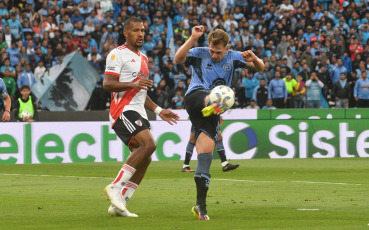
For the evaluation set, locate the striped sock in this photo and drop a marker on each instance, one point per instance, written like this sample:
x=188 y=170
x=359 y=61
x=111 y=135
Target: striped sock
x=124 y=175
x=128 y=189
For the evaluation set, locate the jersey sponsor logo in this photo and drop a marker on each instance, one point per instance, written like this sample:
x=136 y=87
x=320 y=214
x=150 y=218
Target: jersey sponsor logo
x=111 y=68
x=138 y=122
x=140 y=75
x=227 y=67
x=218 y=81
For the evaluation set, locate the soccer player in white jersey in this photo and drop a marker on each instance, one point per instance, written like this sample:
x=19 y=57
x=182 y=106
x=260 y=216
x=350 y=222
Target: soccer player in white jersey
x=7 y=101
x=126 y=77
x=211 y=66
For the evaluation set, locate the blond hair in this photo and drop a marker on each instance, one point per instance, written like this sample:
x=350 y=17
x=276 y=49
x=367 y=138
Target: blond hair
x=218 y=36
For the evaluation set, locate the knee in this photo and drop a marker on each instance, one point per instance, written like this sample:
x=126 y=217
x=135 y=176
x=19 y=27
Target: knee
x=150 y=147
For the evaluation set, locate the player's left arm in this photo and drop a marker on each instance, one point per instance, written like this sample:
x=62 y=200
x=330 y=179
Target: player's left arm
x=164 y=114
x=252 y=60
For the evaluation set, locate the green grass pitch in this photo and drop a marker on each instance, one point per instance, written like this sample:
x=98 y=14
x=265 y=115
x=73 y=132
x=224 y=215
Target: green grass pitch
x=260 y=194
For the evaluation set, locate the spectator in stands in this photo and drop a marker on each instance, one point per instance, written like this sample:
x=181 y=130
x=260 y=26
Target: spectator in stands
x=260 y=94
x=269 y=105
x=298 y=94
x=313 y=91
x=16 y=28
x=26 y=77
x=39 y=70
x=14 y=54
x=361 y=91
x=7 y=70
x=26 y=104
x=290 y=85
x=252 y=105
x=336 y=70
x=341 y=92
x=249 y=84
x=277 y=91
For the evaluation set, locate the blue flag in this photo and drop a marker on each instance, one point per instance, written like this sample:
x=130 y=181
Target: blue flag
x=67 y=86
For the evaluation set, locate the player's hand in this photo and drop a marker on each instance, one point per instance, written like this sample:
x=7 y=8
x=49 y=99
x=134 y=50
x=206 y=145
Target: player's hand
x=197 y=31
x=249 y=56
x=169 y=116
x=6 y=116
x=142 y=84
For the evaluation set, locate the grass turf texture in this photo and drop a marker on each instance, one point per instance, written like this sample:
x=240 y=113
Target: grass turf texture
x=267 y=196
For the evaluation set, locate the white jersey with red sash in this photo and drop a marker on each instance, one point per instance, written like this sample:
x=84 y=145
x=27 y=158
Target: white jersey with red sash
x=128 y=66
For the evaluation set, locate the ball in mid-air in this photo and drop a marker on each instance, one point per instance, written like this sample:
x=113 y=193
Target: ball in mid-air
x=223 y=95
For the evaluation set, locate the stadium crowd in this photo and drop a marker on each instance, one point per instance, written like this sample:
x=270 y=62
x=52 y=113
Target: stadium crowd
x=314 y=51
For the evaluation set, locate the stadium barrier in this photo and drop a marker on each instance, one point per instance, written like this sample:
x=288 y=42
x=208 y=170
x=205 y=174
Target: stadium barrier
x=264 y=134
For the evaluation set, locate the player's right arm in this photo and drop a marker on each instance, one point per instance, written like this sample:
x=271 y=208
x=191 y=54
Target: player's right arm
x=111 y=83
x=7 y=101
x=182 y=52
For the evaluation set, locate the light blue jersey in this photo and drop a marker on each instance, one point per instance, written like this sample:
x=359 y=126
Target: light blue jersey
x=207 y=74
x=3 y=92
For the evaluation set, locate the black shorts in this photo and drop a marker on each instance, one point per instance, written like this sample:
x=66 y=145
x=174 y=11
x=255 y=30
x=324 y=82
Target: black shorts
x=128 y=125
x=194 y=103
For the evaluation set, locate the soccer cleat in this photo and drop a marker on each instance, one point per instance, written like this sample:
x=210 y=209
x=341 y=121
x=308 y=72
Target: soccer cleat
x=113 y=192
x=114 y=211
x=187 y=169
x=196 y=212
x=215 y=108
x=229 y=167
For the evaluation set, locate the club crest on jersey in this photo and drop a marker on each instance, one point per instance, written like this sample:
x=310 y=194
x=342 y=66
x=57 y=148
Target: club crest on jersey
x=227 y=67
x=138 y=122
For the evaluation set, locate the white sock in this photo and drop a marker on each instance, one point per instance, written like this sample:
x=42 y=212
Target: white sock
x=124 y=175
x=128 y=189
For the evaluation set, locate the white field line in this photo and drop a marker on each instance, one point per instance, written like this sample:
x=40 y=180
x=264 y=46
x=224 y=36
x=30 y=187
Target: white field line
x=308 y=209
x=250 y=181
x=305 y=182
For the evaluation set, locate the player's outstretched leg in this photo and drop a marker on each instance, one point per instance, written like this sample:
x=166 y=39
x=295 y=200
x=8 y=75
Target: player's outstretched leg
x=215 y=108
x=114 y=211
x=189 y=151
x=225 y=165
x=113 y=190
x=202 y=180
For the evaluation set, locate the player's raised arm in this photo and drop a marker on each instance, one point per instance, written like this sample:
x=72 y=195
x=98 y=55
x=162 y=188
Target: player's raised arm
x=165 y=114
x=182 y=52
x=252 y=60
x=111 y=84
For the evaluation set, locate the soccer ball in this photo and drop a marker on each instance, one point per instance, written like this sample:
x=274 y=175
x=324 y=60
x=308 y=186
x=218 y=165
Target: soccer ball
x=223 y=95
x=25 y=114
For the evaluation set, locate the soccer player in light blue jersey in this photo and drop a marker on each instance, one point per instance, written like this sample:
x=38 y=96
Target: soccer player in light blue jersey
x=211 y=66
x=7 y=102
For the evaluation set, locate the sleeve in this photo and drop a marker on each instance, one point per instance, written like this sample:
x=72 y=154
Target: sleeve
x=270 y=89
x=254 y=93
x=16 y=111
x=357 y=85
x=114 y=63
x=3 y=92
x=194 y=55
x=321 y=84
x=35 y=112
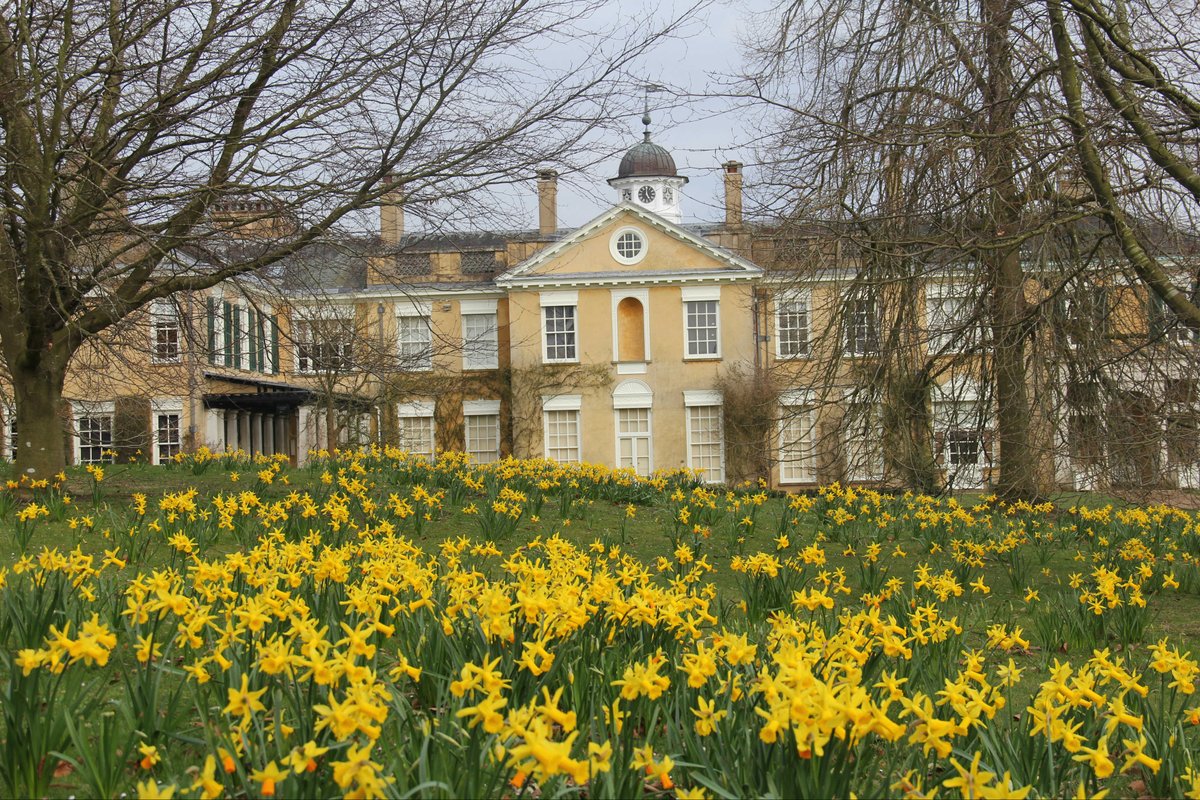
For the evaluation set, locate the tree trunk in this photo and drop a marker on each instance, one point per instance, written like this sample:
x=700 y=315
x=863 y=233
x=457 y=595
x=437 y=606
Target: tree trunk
x=1018 y=462
x=40 y=450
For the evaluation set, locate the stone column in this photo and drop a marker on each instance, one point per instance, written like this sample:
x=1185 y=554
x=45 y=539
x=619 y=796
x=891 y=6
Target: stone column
x=256 y=434
x=231 y=431
x=269 y=434
x=244 y=431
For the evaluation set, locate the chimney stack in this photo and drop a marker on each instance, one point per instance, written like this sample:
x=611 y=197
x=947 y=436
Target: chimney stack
x=391 y=215
x=732 y=192
x=547 y=202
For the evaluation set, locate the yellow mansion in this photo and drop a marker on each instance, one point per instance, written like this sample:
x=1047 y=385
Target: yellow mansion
x=633 y=341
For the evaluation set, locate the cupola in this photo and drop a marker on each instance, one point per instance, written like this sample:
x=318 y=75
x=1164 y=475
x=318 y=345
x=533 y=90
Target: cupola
x=647 y=176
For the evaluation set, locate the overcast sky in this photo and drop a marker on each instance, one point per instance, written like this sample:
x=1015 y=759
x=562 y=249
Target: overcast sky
x=700 y=132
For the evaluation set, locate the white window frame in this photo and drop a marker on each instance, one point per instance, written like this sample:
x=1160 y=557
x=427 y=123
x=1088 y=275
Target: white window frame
x=561 y=300
x=957 y=417
x=478 y=410
x=165 y=407
x=82 y=410
x=708 y=400
x=616 y=253
x=480 y=352
x=802 y=298
x=799 y=467
x=303 y=322
x=414 y=342
x=417 y=410
x=634 y=395
x=949 y=336
x=696 y=295
x=571 y=405
x=10 y=445
x=165 y=311
x=853 y=347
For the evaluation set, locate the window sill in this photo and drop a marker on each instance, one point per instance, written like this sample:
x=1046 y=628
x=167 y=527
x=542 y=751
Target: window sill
x=631 y=367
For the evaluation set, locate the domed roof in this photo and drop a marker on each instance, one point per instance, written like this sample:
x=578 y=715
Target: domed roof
x=647 y=160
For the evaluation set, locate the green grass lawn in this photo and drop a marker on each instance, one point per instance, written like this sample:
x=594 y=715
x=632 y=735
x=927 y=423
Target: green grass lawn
x=1003 y=570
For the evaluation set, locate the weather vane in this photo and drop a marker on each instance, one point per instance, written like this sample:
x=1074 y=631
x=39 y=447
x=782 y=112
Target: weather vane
x=646 y=113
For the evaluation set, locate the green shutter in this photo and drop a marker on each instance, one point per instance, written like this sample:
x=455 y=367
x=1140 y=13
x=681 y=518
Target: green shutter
x=213 y=330
x=237 y=337
x=229 y=334
x=263 y=355
x=252 y=332
x=275 y=344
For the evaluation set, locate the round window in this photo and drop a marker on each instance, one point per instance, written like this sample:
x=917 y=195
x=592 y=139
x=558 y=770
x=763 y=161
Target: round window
x=628 y=246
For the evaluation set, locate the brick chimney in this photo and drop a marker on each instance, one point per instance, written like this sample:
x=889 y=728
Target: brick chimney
x=391 y=215
x=732 y=192
x=547 y=202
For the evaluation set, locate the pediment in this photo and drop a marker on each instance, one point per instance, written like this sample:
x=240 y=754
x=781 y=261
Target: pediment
x=627 y=240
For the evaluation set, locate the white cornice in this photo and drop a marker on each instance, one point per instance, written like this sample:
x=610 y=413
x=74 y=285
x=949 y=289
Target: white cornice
x=737 y=264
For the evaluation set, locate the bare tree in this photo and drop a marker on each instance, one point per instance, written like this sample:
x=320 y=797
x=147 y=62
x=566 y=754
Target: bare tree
x=917 y=133
x=1117 y=66
x=124 y=127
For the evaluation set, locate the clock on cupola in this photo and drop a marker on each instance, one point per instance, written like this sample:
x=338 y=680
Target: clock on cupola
x=647 y=176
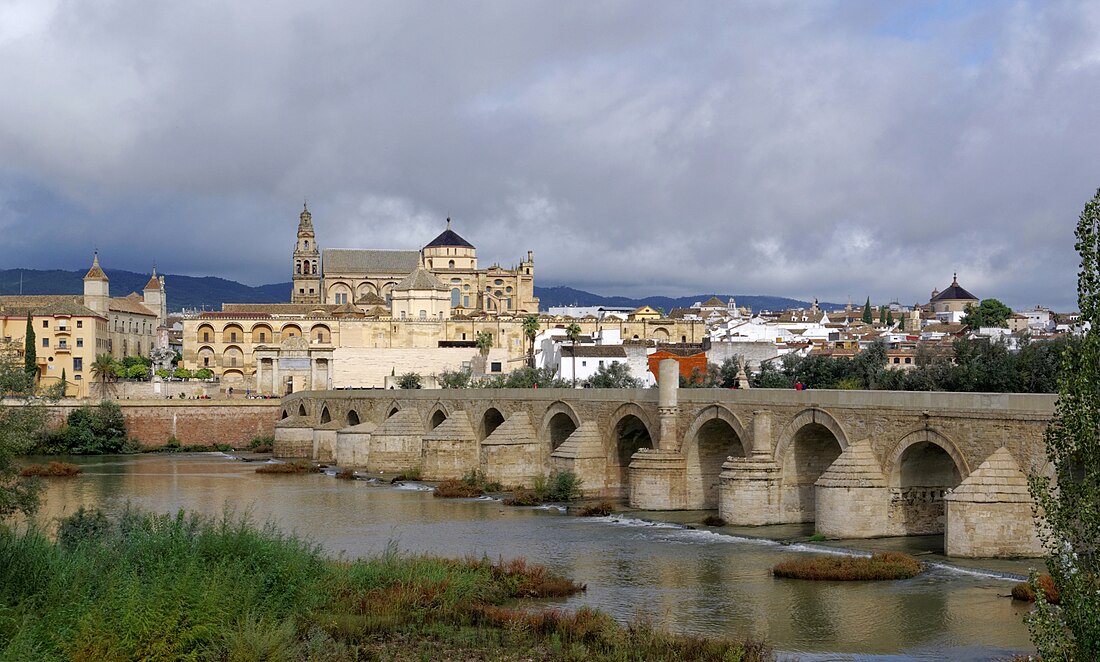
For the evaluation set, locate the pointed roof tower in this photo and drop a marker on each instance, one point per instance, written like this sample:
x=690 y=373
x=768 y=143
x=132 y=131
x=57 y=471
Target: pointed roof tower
x=96 y=273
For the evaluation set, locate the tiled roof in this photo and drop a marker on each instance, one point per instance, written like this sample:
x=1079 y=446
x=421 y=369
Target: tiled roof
x=131 y=304
x=420 y=279
x=354 y=261
x=954 y=293
x=449 y=238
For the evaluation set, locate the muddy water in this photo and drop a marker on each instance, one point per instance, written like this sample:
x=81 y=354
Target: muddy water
x=695 y=581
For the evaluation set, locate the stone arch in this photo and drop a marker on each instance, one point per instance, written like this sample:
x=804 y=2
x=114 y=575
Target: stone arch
x=208 y=331
x=630 y=430
x=289 y=331
x=232 y=377
x=491 y=419
x=232 y=333
x=806 y=448
x=232 y=356
x=262 y=333
x=714 y=434
x=558 y=423
x=922 y=469
x=320 y=333
x=437 y=416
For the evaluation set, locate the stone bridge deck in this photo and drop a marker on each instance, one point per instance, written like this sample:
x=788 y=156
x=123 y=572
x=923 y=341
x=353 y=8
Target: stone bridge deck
x=857 y=463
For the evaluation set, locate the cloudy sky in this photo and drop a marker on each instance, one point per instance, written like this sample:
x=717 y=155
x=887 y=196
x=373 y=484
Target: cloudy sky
x=799 y=149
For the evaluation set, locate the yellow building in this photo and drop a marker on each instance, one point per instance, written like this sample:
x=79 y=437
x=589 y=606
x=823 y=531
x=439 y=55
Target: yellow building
x=67 y=337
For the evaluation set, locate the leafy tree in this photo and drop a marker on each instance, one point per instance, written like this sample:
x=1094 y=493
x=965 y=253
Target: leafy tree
x=573 y=333
x=102 y=371
x=989 y=312
x=530 y=330
x=409 y=381
x=454 y=378
x=613 y=375
x=1070 y=522
x=30 y=351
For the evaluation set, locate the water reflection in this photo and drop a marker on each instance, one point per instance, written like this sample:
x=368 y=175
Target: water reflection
x=690 y=581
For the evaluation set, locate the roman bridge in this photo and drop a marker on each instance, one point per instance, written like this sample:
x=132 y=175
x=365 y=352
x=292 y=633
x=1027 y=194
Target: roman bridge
x=857 y=463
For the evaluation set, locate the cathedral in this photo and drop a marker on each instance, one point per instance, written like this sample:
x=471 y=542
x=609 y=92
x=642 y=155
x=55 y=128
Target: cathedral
x=437 y=282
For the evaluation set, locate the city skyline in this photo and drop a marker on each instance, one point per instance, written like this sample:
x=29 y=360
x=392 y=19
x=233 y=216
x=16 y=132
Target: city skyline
x=826 y=151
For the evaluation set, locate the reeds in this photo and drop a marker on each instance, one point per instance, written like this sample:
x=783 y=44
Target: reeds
x=887 y=565
x=296 y=466
x=1024 y=592
x=140 y=586
x=54 y=470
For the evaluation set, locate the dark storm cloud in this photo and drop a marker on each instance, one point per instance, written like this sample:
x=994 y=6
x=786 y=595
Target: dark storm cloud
x=825 y=150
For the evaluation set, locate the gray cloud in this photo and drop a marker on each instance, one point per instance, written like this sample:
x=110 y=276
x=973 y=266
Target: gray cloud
x=827 y=150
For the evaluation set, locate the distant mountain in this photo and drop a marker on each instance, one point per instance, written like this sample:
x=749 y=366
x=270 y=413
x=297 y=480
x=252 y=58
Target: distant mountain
x=568 y=296
x=184 y=291
x=209 y=293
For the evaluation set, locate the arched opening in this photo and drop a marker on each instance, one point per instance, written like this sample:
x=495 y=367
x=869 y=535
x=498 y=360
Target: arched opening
x=714 y=441
x=629 y=436
x=924 y=473
x=812 y=450
x=491 y=421
x=560 y=427
x=437 y=419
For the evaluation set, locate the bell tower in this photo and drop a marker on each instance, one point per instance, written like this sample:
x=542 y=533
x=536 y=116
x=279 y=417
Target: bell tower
x=307 y=263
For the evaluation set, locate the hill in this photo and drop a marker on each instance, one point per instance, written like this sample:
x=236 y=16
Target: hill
x=208 y=293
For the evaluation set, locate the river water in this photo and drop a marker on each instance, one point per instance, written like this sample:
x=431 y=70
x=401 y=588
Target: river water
x=690 y=580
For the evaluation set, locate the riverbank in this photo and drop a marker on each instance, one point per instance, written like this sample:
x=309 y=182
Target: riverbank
x=162 y=587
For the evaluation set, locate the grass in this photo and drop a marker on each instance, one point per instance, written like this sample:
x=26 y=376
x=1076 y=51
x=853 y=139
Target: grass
x=58 y=470
x=887 y=565
x=297 y=466
x=141 y=586
x=457 y=489
x=601 y=509
x=1024 y=592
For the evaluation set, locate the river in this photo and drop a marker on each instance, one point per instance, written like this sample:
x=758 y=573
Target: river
x=697 y=581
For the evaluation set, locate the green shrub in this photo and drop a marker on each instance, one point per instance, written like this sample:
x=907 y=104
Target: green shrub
x=888 y=565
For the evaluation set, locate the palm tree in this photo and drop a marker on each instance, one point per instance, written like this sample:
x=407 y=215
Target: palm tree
x=573 y=333
x=102 y=370
x=530 y=330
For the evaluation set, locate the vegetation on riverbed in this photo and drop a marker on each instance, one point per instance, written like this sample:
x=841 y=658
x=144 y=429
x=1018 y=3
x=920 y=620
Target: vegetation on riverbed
x=887 y=565
x=61 y=470
x=1025 y=592
x=142 y=586
x=296 y=466
x=561 y=486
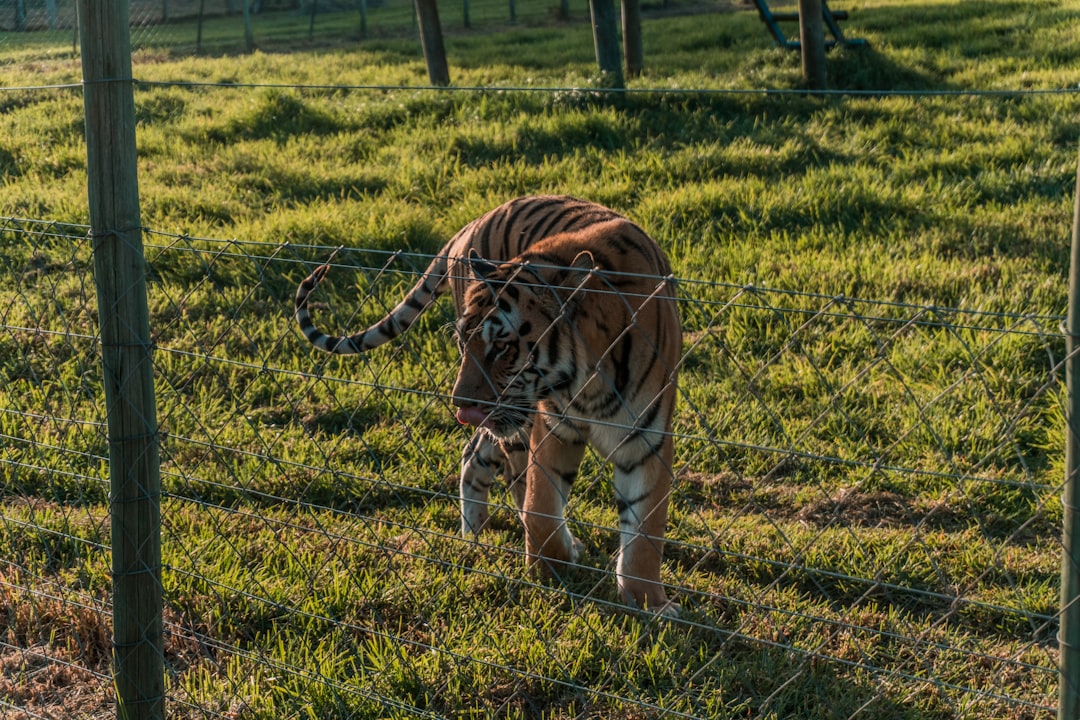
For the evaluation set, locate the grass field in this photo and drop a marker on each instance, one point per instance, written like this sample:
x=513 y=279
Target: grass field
════
> _The request_
Copy out the rows word for word, beginning at the line that contains "For the evaluation set, locate the hill" and stopping after the line that contains "x=697 y=581".

> _Completed exercise_
For the evaluation set, locate the hill in this photo and drop a marker on each instance, one point per instance, written like this sample:
x=236 y=16
Target: hill
x=208 y=293
For the evaluation set, locate the river water in this photo and drop a marker on each instance, one point per instance, written like this sample:
x=431 y=70
x=401 y=588
Target: river water
x=690 y=580
For the evaluation set, locate the riverbank in this photo and drop a marker on each instance, one point per instance, written like this sample:
x=309 y=182
Target: riverbank
x=162 y=587
For the evaluation set, locate the grass in this photo and drop a marker on each instance, one point per instance, written like this sample:
x=26 y=376
x=1076 y=51
x=853 y=139
Target: grass
x=58 y=470
x=887 y=565
x=297 y=466
x=141 y=586
x=457 y=489
x=601 y=509
x=1024 y=592
For the evaluation set, locate the river in this photo and drop a marker on each instance, one point per instance, written like this sample:
x=758 y=573
Target: river
x=697 y=581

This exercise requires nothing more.